#### [MATERIAL FOR THIS TASK]
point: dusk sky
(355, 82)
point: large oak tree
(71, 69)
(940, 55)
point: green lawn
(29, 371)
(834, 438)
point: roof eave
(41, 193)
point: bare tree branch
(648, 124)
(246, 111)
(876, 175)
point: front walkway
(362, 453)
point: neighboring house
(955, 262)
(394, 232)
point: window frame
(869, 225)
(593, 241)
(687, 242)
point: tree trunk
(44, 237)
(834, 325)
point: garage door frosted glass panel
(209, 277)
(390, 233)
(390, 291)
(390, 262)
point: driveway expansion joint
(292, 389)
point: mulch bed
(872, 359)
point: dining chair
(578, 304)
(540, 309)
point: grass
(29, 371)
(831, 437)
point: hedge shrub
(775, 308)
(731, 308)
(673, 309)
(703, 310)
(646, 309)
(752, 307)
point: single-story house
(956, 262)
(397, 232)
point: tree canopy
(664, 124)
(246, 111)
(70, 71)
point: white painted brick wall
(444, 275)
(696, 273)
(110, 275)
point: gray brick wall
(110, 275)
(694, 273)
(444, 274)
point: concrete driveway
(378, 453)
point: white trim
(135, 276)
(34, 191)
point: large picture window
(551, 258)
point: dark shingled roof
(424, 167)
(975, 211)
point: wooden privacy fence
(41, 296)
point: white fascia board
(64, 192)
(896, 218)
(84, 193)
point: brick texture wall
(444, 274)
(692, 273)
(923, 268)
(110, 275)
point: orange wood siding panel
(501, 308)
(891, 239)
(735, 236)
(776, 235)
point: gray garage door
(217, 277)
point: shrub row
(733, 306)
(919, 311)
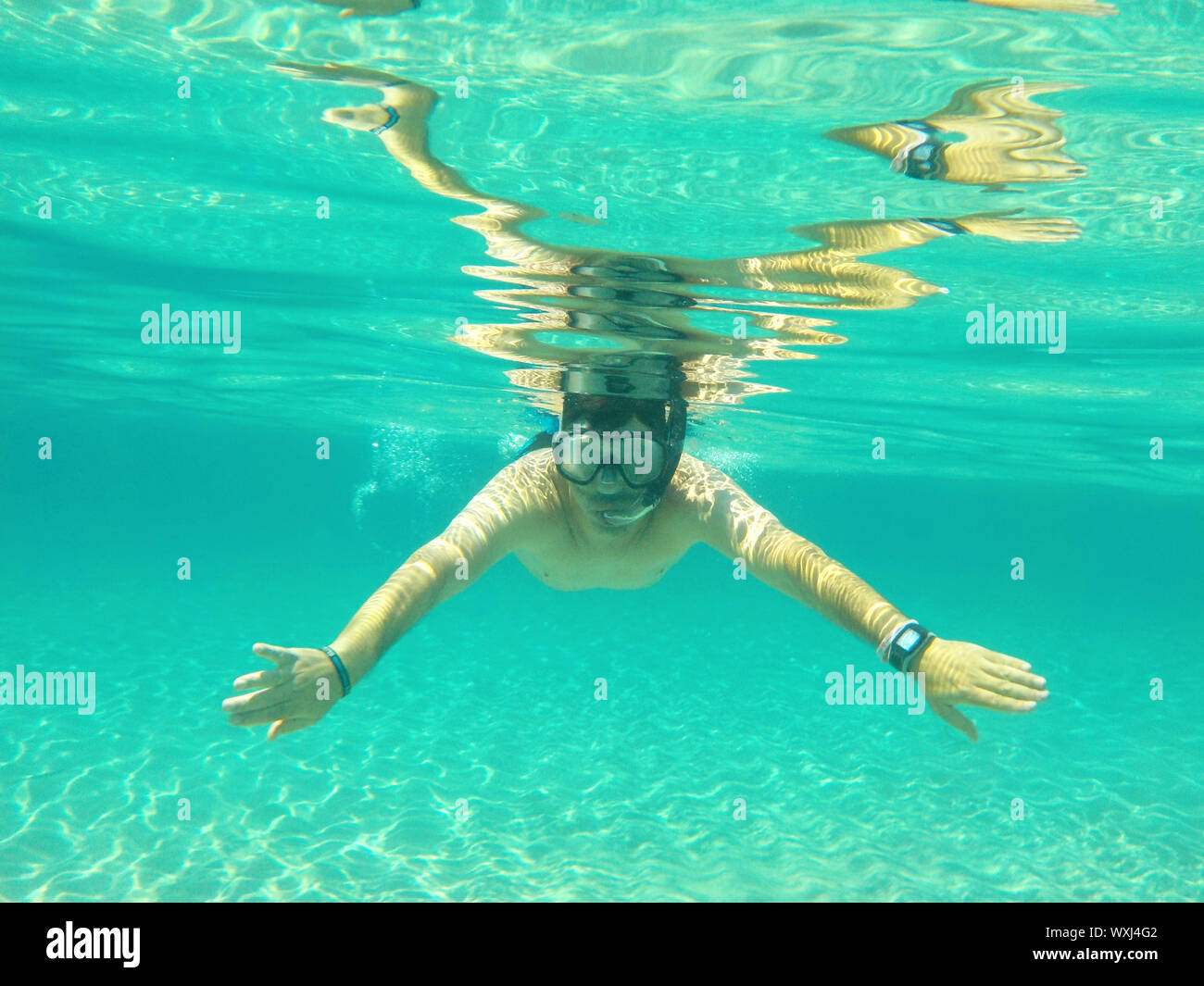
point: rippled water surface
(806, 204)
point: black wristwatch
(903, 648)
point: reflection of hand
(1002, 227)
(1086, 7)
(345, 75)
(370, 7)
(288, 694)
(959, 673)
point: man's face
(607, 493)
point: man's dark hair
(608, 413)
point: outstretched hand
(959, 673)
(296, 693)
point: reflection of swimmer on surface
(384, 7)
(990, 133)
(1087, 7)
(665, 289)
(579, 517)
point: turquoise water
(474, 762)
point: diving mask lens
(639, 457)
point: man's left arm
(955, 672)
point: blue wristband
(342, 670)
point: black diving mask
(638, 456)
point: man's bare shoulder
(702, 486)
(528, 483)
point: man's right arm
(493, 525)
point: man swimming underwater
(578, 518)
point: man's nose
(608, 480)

#### [WHAT TO WORK ON]
Copy the listing above word for word, leaving out the pictures.

#### [WRITTEN ANSWER]
point: dusk sky
(355, 82)
point: large oak tree
(71, 69)
(940, 55)
point: green lawn
(29, 371)
(834, 438)
point: roof eave
(41, 193)
point: bare tree branch
(648, 124)
(246, 111)
(876, 175)
point: front walkway
(362, 453)
point: neighboring house
(955, 262)
(394, 232)
point: window frame
(869, 225)
(593, 241)
(687, 242)
point: tree trunk
(44, 237)
(834, 325)
point: garage door frosted glass panel
(209, 277)
(390, 233)
(390, 291)
(390, 262)
point: driveway expansion joint
(292, 389)
point: mulch bed
(872, 359)
point: dining chair
(578, 304)
(540, 309)
point: grass
(29, 371)
(831, 437)
point: hedge shrub
(775, 308)
(731, 308)
(673, 309)
(703, 310)
(646, 309)
(752, 307)
point: single-story house
(956, 262)
(397, 232)
point: tree canopy
(664, 124)
(246, 111)
(70, 71)
point: white painted brick wall
(444, 275)
(696, 273)
(110, 275)
point: gray brick wall
(110, 275)
(694, 273)
(444, 274)
point: concrete driveway
(378, 453)
point: white trim
(135, 276)
(34, 191)
point: large picture window
(551, 258)
point: dark shingled roof
(424, 167)
(975, 211)
point: wooden privacy fence
(41, 296)
point: white fascia board
(64, 192)
(896, 218)
(84, 193)
point: brick texture wall
(444, 274)
(692, 273)
(923, 268)
(110, 275)
point: orange wood siding panel
(501, 308)
(891, 239)
(735, 236)
(776, 235)
point: gray garage door
(217, 277)
point: shrub row
(733, 306)
(919, 311)
point: rippled water surface
(806, 204)
point: black wristwatch
(903, 648)
point: reflection of hand
(1002, 227)
(1086, 7)
(345, 75)
(370, 7)
(288, 694)
(959, 673)
point: man's face
(607, 493)
point: man's dark hair
(608, 413)
point: outstretched hand
(959, 673)
(296, 693)
point: reflection of swimmer on surface
(384, 7)
(990, 133)
(1087, 7)
(665, 289)
(579, 517)
point: turquoise water
(474, 762)
point: diving mask lens
(639, 457)
point: man's left arm
(955, 672)
point: blue wristband
(342, 670)
point: black diving mask
(638, 456)
point: man's bare shoulder
(702, 486)
(528, 483)
point: man's right arm
(493, 525)
point: man swimming underwater
(578, 518)
point: man's nose
(608, 480)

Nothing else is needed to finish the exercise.